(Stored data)
** start **

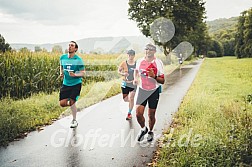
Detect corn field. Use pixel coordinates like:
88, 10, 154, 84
0, 52, 117, 99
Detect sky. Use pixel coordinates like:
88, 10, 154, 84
0, 0, 252, 44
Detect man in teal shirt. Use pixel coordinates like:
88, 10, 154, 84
59, 41, 85, 128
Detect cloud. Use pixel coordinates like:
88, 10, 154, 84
0, 0, 127, 25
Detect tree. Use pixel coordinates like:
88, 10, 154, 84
235, 11, 248, 58
19, 47, 31, 53
0, 34, 11, 53
52, 45, 63, 54
128, 0, 207, 56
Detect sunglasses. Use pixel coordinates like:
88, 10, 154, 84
145, 48, 155, 51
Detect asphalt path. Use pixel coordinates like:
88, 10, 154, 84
0, 60, 202, 167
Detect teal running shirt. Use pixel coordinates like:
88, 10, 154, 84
60, 54, 85, 86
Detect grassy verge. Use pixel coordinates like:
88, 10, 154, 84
152, 57, 252, 166
0, 80, 121, 146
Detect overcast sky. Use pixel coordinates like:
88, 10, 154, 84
0, 0, 252, 44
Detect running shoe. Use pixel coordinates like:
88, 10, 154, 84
70, 119, 78, 128
137, 127, 148, 141
126, 114, 132, 120
147, 132, 154, 142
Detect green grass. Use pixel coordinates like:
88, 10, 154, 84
0, 80, 121, 146
152, 57, 252, 166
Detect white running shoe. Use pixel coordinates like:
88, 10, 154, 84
70, 119, 78, 128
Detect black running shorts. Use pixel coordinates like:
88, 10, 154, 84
136, 88, 159, 109
59, 84, 81, 101
121, 85, 137, 95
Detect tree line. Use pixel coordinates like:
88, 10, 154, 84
128, 0, 252, 58
0, 4, 252, 58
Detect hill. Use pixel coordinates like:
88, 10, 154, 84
206, 17, 239, 35
10, 36, 152, 53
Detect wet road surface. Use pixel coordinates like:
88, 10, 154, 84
0, 60, 202, 167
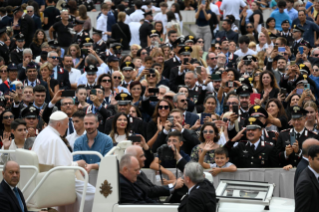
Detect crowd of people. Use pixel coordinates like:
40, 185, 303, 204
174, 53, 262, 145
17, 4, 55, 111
0, 0, 319, 211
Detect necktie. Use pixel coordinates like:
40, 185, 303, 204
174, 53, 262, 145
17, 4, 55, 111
69, 118, 74, 134
296, 133, 300, 142
13, 187, 24, 211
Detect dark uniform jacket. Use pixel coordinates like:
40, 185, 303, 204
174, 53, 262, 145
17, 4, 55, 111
10, 48, 23, 64
225, 141, 278, 168
103, 115, 146, 139
140, 20, 153, 48
20, 14, 35, 48
178, 179, 216, 212
0, 41, 10, 65
0, 180, 28, 212
295, 167, 319, 212
276, 128, 319, 167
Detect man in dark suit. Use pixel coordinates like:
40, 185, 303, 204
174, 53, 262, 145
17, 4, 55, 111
48, 51, 71, 90
126, 145, 183, 202
178, 162, 216, 212
0, 161, 28, 212
173, 93, 199, 127
140, 11, 154, 48
27, 6, 42, 33
294, 138, 319, 188
13, 7, 35, 47
120, 154, 155, 204
295, 145, 319, 212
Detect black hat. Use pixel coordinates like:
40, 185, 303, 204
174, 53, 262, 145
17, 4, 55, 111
299, 64, 310, 76
12, 6, 22, 14
15, 33, 25, 42
184, 35, 196, 43
26, 61, 37, 71
74, 19, 84, 25
178, 46, 193, 55
7, 63, 18, 71
150, 29, 160, 37
0, 27, 7, 35
268, 32, 278, 39
107, 55, 120, 62
243, 55, 257, 62
115, 91, 133, 105
48, 40, 59, 49
290, 105, 308, 119
92, 27, 103, 36
21, 105, 40, 118
245, 117, 264, 130
144, 10, 152, 17
248, 105, 268, 119
82, 37, 94, 46
281, 19, 290, 25
173, 36, 185, 47
121, 61, 135, 71
84, 65, 97, 74
293, 24, 305, 33
236, 84, 253, 96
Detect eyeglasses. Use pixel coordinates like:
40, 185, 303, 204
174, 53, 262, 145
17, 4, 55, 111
203, 130, 214, 134
102, 80, 112, 82
62, 102, 73, 106
158, 105, 169, 110
146, 74, 156, 78
227, 102, 237, 105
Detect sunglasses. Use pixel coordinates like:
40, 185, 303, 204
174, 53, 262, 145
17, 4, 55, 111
146, 74, 156, 78
158, 105, 169, 110
3, 115, 13, 119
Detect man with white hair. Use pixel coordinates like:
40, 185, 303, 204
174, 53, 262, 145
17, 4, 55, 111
31, 111, 95, 212
27, 6, 42, 33
178, 162, 216, 212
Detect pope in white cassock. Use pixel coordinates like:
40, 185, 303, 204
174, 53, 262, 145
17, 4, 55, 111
31, 111, 95, 212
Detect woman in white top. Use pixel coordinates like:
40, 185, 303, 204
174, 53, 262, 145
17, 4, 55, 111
110, 113, 130, 144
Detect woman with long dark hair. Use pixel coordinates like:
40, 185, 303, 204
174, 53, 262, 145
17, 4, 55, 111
30, 29, 48, 59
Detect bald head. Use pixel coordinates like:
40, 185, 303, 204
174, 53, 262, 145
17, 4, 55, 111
2, 161, 20, 187
125, 145, 146, 168
302, 138, 319, 157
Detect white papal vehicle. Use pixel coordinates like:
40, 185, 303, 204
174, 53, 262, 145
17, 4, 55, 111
0, 142, 294, 212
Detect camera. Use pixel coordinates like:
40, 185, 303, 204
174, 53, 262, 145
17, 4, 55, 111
157, 144, 175, 161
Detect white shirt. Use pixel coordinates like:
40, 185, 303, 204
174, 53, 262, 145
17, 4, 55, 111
130, 10, 144, 22
234, 49, 257, 57
96, 13, 107, 41
128, 22, 141, 46
220, 0, 246, 20
31, 125, 77, 166
69, 68, 81, 84
153, 12, 167, 34
65, 130, 86, 150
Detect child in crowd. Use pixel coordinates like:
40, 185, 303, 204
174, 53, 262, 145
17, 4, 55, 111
198, 146, 237, 176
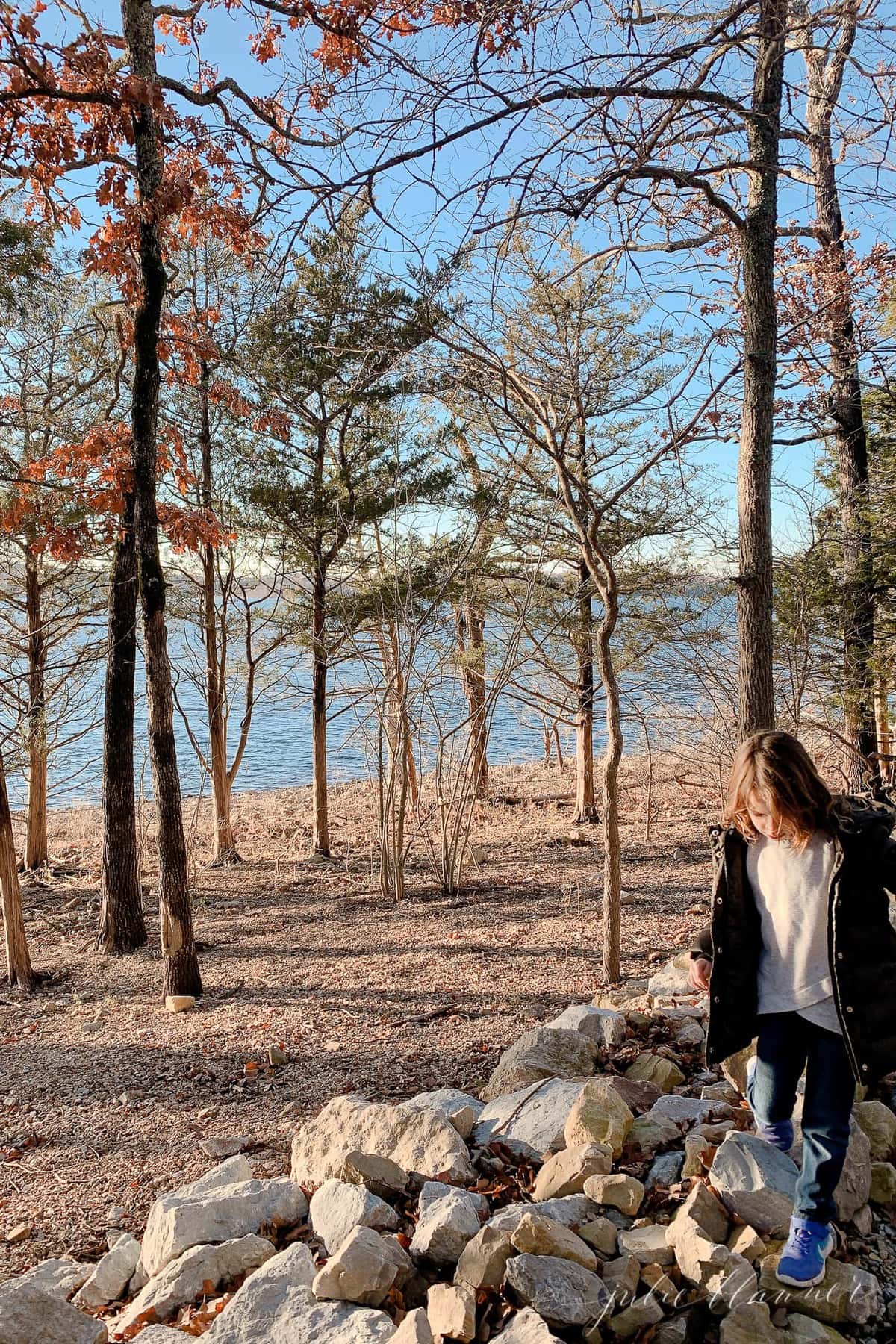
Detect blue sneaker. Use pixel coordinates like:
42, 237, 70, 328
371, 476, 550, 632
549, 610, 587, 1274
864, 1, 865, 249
775, 1218, 834, 1287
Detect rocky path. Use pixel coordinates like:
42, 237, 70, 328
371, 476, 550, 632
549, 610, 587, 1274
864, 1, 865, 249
0, 958, 896, 1344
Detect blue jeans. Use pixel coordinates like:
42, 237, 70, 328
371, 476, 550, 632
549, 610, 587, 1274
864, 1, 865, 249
747, 1012, 856, 1223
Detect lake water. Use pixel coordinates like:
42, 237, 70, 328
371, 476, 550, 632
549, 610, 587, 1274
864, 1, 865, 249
7, 591, 730, 808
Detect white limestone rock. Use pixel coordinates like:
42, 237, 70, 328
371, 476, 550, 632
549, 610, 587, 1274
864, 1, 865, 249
563, 1075, 634, 1157
511, 1213, 598, 1272
203, 1243, 395, 1344
709, 1130, 799, 1236
617, 1223, 676, 1265
138, 1157, 308, 1278
402, 1087, 485, 1139
647, 951, 694, 1001
392, 1307, 437, 1344
426, 1284, 476, 1344
314, 1180, 399, 1255
411, 1181, 488, 1265
544, 1004, 629, 1048
0, 1278, 109, 1344
116, 1233, 274, 1334
337, 1151, 410, 1200
485, 1195, 603, 1233
454, 1226, 513, 1289
532, 1144, 612, 1199
473, 1078, 587, 1157
291, 1095, 476, 1186
74, 1233, 140, 1312
482, 1027, 598, 1102
311, 1226, 398, 1307
16, 1260, 96, 1301
585, 1172, 644, 1216
498, 1307, 560, 1344
505, 1255, 610, 1329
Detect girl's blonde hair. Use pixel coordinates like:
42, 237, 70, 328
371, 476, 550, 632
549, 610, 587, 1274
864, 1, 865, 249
724, 732, 834, 850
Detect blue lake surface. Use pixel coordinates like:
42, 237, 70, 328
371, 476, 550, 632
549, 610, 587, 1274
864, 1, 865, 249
7, 588, 730, 808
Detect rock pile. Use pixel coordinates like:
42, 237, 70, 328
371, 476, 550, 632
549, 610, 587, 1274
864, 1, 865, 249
0, 958, 896, 1344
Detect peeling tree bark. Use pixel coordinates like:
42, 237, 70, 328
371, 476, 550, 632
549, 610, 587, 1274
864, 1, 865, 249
97, 494, 146, 956
0, 754, 37, 989
24, 546, 50, 870
121, 0, 202, 995
454, 598, 489, 798
738, 0, 787, 738
572, 561, 598, 823
311, 566, 331, 859
199, 360, 239, 864
795, 0, 880, 791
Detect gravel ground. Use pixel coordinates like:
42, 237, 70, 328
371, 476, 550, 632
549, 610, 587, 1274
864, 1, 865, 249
0, 762, 715, 1278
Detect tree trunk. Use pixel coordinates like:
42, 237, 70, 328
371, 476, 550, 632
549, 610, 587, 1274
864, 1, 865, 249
97, 494, 146, 956
874, 679, 893, 783
572, 561, 598, 823
121, 0, 202, 995
799, 0, 880, 791
0, 753, 37, 989
738, 0, 787, 738
311, 564, 329, 859
454, 598, 489, 798
199, 360, 240, 865
24, 547, 49, 870
592, 548, 622, 981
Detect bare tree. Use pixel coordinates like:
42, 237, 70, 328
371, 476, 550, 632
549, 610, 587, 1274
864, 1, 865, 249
450, 245, 712, 980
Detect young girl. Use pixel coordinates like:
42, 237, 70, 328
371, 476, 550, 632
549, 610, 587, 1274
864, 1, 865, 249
691, 732, 896, 1287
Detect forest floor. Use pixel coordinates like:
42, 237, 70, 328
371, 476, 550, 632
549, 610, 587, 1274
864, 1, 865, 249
0, 759, 718, 1278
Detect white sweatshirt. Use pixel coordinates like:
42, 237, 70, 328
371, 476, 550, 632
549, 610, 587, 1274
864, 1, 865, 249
747, 830, 842, 1035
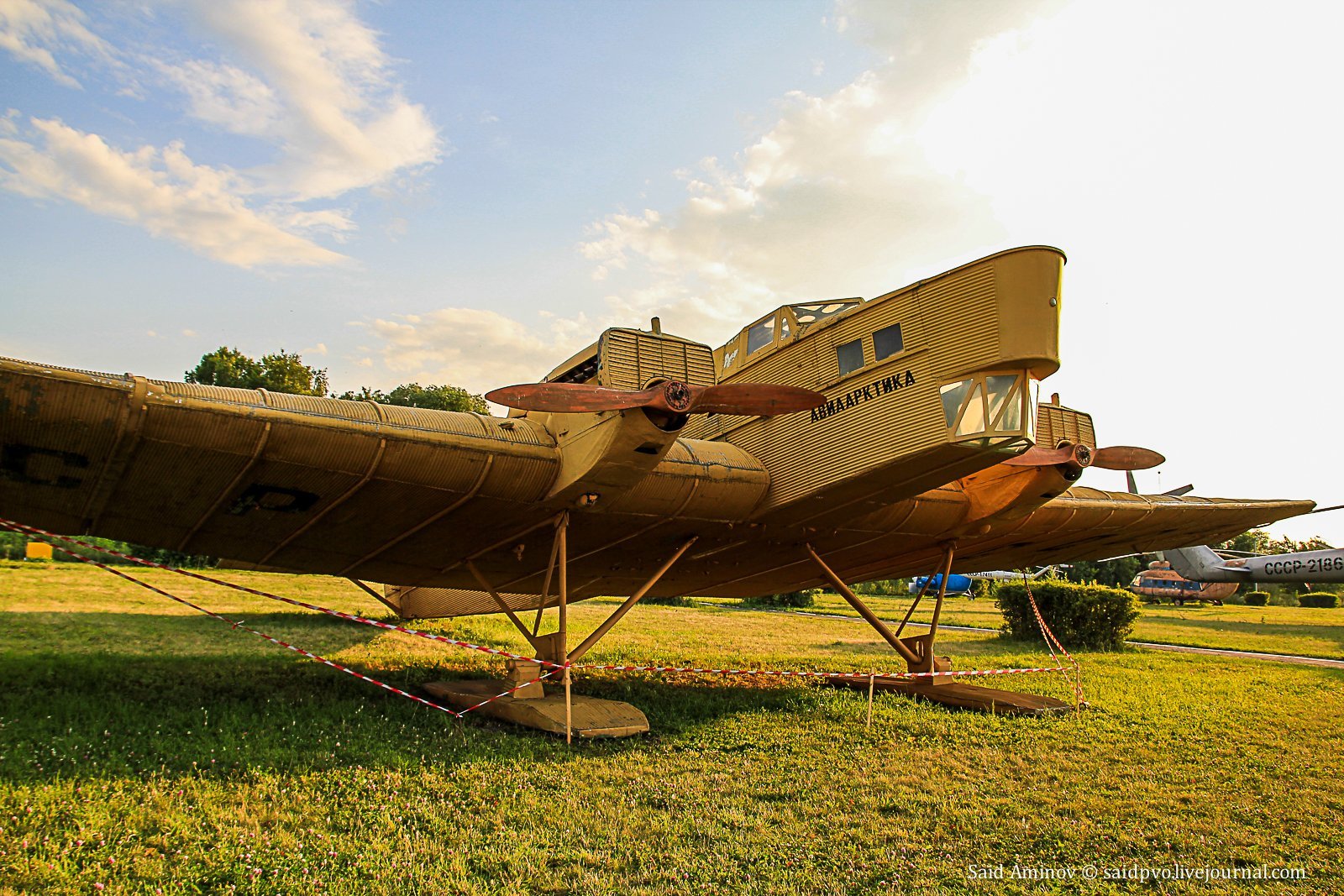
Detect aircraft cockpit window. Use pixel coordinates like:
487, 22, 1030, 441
938, 380, 972, 427
748, 317, 774, 354
872, 324, 906, 361
939, 371, 1032, 445
957, 383, 985, 435
985, 376, 1021, 430
836, 338, 863, 376
793, 300, 858, 324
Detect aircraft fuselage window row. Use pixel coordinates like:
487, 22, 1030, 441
836, 324, 905, 376
722, 298, 865, 372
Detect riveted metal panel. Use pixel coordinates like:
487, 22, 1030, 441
1037, 405, 1097, 448
600, 329, 714, 390
265, 391, 378, 422
600, 439, 770, 521
918, 262, 1000, 381
150, 380, 265, 405
0, 359, 133, 532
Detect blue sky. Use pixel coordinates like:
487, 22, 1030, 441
0, 0, 1344, 542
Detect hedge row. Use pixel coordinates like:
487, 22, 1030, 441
995, 582, 1140, 650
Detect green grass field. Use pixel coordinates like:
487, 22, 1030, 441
0, 564, 1344, 893
785, 594, 1344, 659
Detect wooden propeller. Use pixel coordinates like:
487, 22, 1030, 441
1004, 445, 1167, 471
486, 380, 827, 417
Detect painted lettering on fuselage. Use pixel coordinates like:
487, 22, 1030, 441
811, 371, 916, 423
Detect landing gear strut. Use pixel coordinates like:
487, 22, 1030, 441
805, 542, 1074, 715
425, 513, 696, 743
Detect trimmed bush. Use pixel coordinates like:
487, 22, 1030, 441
742, 589, 820, 610
640, 594, 690, 607
995, 582, 1140, 650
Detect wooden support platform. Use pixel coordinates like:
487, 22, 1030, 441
425, 679, 649, 737
827, 676, 1074, 716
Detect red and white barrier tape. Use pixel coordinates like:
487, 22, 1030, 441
571, 663, 1068, 679
0, 517, 563, 669
0, 517, 1082, 719
0, 518, 560, 719
1021, 572, 1084, 706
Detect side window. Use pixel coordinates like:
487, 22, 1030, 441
748, 317, 774, 354
836, 338, 863, 376
872, 324, 906, 361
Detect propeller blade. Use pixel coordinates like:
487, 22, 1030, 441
486, 380, 827, 417
486, 383, 663, 414
690, 383, 827, 417
1004, 445, 1074, 466
1091, 445, 1167, 470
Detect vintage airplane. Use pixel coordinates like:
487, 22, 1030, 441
0, 246, 1313, 735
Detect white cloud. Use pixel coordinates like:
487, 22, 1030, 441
0, 0, 442, 267
0, 119, 341, 267
181, 0, 441, 199
0, 0, 112, 90
368, 307, 594, 392
580, 3, 1064, 341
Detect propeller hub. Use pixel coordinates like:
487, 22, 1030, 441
663, 380, 694, 414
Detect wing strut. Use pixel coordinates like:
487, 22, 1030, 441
804, 542, 957, 685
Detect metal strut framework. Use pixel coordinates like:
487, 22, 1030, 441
804, 542, 957, 684
465, 511, 697, 743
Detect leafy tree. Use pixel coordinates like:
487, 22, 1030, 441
336, 383, 486, 414
186, 345, 327, 395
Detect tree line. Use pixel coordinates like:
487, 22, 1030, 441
186, 345, 486, 414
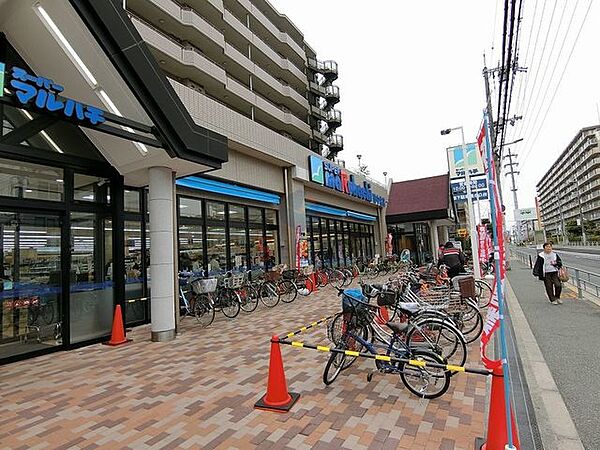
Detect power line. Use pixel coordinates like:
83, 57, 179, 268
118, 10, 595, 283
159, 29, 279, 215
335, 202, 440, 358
508, 1, 547, 141
521, 0, 594, 167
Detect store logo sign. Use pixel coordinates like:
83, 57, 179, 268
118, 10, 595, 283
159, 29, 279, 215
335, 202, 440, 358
0, 63, 4, 97
309, 155, 385, 206
308, 155, 325, 184
0, 64, 106, 125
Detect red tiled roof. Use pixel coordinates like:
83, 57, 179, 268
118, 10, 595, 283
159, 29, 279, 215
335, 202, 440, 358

** end **

> _DIRECTIVE_: In the records above, edit the lines starting at "Detect wooden propeller." and ending at "425, 513, 696, 743" so that "landing gear strut" becomes "undercarriage leg". Write out only those lines, with every other part unchanged.

> _REPLY TO THE EXERCISE_:
Detect wooden propeller. Use pixel coordinates like:
487, 22, 1030, 441
1004, 445, 1167, 471
486, 380, 827, 417
Detect painted lettering on fuselage. Use pixel coordinates like:
487, 22, 1030, 441
811, 371, 916, 423
Detect undercarriage leg. Use pixel coordinates like:
487, 22, 1030, 441
805, 542, 1074, 715
425, 513, 696, 743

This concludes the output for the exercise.